> TASK: Reproduce all of the material below word for word, leaving out the pictures.

> Excerpt from a data file:
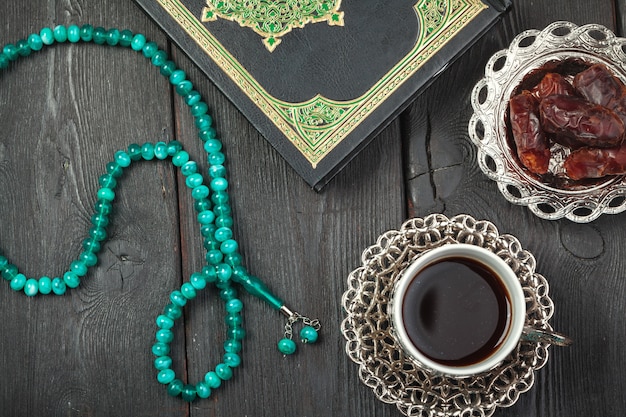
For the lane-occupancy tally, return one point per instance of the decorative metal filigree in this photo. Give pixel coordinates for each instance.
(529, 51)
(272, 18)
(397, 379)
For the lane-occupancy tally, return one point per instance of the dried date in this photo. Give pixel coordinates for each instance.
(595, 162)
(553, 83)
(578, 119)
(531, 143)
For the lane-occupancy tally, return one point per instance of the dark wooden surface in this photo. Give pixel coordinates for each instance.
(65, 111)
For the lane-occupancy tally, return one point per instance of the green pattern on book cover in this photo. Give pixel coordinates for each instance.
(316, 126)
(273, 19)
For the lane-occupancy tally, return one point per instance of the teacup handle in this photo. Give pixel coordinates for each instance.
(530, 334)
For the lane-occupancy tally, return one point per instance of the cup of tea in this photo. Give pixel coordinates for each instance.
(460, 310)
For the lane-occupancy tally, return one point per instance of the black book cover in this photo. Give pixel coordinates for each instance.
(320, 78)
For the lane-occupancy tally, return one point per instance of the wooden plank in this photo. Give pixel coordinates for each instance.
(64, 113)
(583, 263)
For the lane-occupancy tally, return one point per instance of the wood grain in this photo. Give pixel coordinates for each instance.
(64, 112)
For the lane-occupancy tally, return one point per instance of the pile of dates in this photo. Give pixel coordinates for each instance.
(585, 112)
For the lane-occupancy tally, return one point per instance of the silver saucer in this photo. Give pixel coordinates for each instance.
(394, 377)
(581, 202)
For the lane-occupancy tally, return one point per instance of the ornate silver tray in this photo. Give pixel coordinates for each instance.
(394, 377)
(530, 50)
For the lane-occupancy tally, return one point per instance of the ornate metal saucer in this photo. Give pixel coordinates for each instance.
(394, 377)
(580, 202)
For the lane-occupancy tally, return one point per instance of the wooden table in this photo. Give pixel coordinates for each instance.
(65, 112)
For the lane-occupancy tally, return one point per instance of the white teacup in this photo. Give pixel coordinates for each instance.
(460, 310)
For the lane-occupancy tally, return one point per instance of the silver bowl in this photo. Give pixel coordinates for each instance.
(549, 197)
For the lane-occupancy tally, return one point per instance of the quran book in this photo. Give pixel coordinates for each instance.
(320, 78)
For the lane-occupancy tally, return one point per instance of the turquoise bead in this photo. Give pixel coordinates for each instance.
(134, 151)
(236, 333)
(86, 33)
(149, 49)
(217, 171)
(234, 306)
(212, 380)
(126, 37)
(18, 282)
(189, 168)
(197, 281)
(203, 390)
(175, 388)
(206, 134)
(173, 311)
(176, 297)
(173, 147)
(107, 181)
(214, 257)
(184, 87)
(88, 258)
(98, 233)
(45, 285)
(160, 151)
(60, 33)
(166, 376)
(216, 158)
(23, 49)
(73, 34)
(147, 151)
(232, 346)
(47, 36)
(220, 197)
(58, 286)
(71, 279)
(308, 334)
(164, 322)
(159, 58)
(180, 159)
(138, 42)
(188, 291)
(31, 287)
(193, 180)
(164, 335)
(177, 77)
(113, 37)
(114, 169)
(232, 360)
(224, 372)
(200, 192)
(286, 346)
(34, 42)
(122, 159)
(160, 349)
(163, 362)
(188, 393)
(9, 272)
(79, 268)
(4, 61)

> COMPLETED EXERCISE:
For the lane-occupancy tally, return one point per instance of the decorative metal filigree in this photo. Give pixel coordinates for each instance.
(529, 51)
(272, 18)
(397, 379)
For the lane-occupancy tally, return one point per instance of the dried date in this photo. Give pixel coordinates for each instance.
(595, 162)
(553, 83)
(578, 119)
(531, 143)
For the lane-occupancy tally, return one point per instance of the dark wooden surface in this photo. Give pixel coordinates for each instance.
(65, 111)
For the lane-occupancy tally, return one point per instance of the green pattern on book cover in this photo. Give pixel coordinates for each instance.
(316, 126)
(273, 19)
For the lane-occupancy tally, return one point per instance of the teacup handle in this photo. Give pixel coordinates for each instance.
(530, 334)
For the lane-occupancy tally, return one point per instance of the cup of tea in this photo. Give pixel coordinates for each instance.
(460, 310)
For the lane-occupancy tally, return one point per instance of the black book cover in this photo. Give pixel coordinates for each instance.
(320, 78)
For the lane-occupancy tally, return one point per instance of the wooden plank in this photo. Give pixel coordinates for each instance.
(64, 113)
(583, 263)
For the lane-occupancy tally, return one point per instance of the wood grain in this photo. Give pixel coordinates for each instance.
(64, 112)
For the lane-occupancy tally, return one point per instance of the pile of dates in this photo. Give pixel coordinates for each instance.
(585, 112)
For the lane-occupancy tally, return one point per instance of the silver saucer in this photo. Give pixel coordinates for each instance.
(394, 377)
(581, 202)
For the lane-occupancy tally, return one point per instance of the ornate silver tray in this photo. Give pixel coordinates for each instance.
(394, 377)
(530, 50)
For the lane-occupancy tally, return one point per instance of the ornate metal saucer in this photo. Give pixel coordinates for each instance.
(394, 377)
(580, 202)
For the lane-occupancy tally, return one point per instance of the wooden table in this photo. Give pixel coordinates for each instance.
(65, 112)
For the lane-occupancy tally, return one point per instance of the white teacup in this photo. Give pixel coordinates for each instance.
(460, 310)
For the lane-occupancy tally, return one point per instance of the silver bowl in this photo. Give pixel coordinates for each instance.
(549, 197)
For the lane-occupancy tally, return one point per instance of the quran book in this photo. Give pixel coordinates for each instance.
(320, 78)
For the lane-occupancy tally, return one point per instance of the turquoise bead in this photo. Give pixel coordinates for each instance.
(134, 151)
(236, 333)
(86, 33)
(149, 49)
(217, 171)
(234, 306)
(212, 380)
(126, 37)
(18, 282)
(189, 168)
(197, 281)
(203, 390)
(175, 388)
(206, 134)
(173, 311)
(176, 297)
(173, 147)
(107, 181)
(214, 257)
(184, 87)
(88, 258)
(98, 233)
(45, 285)
(160, 151)
(60, 33)
(166, 376)
(216, 158)
(23, 49)
(73, 34)
(147, 151)
(232, 346)
(47, 36)
(220, 197)
(58, 286)
(71, 279)
(308, 334)
(164, 322)
(159, 58)
(180, 159)
(138, 42)
(188, 291)
(31, 287)
(193, 180)
(164, 335)
(177, 77)
(113, 37)
(114, 169)
(232, 360)
(224, 372)
(200, 192)
(286, 346)
(34, 42)
(122, 159)
(160, 349)
(163, 362)
(188, 393)
(9, 272)
(79, 268)
(4, 61)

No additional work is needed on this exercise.